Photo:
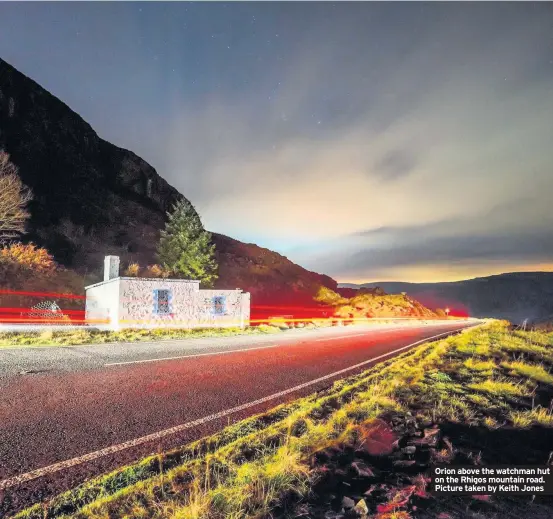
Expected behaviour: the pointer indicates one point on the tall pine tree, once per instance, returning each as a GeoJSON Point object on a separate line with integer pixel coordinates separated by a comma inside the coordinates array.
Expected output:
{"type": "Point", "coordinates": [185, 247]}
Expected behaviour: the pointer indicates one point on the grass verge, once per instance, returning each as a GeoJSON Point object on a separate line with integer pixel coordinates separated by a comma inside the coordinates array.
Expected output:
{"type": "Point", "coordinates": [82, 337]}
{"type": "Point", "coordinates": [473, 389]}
--
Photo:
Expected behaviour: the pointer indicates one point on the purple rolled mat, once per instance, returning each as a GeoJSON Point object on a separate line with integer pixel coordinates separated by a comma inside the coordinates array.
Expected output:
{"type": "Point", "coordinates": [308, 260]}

STATED EXERCISE:
Please find every line in the listing above that contains the word "object", and copy each of those lines.

COMPLETE OUTPUT:
Expected behaviour: the pointer indicates one point on the tall pine tree, once per instance, returning each as a GeoJSON Point object on a separate line with integer pixel coordinates separated by a comma inside the coordinates array.
Expected behaviour: the pointer indicates one point on the grass verge, once per instance, returning each as a GeoJSON Point object on a separate line with integer pixel coordinates separated by a comma inside the coordinates array.
Expected behaviour: the pointer indicates one point on the purple rolled mat, once per instance, returning each as a GeoJSON Point object on a separate line with integer pixel coordinates separated by a comma inside the coordinates array.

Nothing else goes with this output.